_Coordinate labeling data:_
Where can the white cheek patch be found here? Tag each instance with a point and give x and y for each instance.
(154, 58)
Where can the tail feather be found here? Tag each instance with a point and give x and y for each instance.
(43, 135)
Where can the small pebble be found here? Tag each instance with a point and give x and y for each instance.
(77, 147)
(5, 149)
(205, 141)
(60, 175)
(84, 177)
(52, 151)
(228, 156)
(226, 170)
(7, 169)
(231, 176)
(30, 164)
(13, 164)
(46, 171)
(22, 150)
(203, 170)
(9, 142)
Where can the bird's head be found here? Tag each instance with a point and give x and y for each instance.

--

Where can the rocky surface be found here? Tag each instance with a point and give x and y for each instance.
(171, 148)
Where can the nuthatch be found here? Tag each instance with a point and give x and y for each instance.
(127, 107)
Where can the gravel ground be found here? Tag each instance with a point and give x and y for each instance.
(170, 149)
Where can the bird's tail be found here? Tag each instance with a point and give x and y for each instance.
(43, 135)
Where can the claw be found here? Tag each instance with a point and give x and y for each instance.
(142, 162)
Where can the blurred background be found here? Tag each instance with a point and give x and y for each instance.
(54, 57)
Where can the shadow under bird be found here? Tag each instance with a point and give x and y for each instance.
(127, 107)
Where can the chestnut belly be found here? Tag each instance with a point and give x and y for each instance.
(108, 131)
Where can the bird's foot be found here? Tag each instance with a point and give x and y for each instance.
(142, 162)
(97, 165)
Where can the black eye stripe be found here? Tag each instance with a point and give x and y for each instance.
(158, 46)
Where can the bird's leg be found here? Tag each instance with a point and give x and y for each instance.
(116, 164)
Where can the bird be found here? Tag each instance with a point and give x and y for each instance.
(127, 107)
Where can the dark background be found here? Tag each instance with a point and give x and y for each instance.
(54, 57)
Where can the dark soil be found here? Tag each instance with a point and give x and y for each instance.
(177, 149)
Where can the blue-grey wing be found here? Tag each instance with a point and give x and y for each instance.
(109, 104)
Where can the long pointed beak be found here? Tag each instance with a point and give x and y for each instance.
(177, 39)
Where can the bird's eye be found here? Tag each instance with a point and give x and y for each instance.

_Aim of the task:_
Swap "small pebble" for "small stone" in the entries starting at the line containing "Where can the white" and ending at the line containing "Where can the bird's head". Reproduce only those lines, leaving everything else unchanged.

_Worked answer:_
Where can the white cheek patch be found here? Tag each instance with a point and give x and y for each instance.
(154, 58)
Where can the tail feather be found here? Tag each instance with a point and give x and y for each instance.
(43, 135)
Where can the small stone be found here? Tag each instance with a point and give x and y for each instance.
(77, 147)
(5, 149)
(205, 141)
(60, 175)
(84, 177)
(52, 151)
(228, 156)
(226, 170)
(7, 169)
(231, 176)
(30, 164)
(13, 164)
(46, 171)
(22, 150)
(203, 170)
(9, 142)
Where can the bird's head be found here? Tag each instance with a point and give x and y for each instance.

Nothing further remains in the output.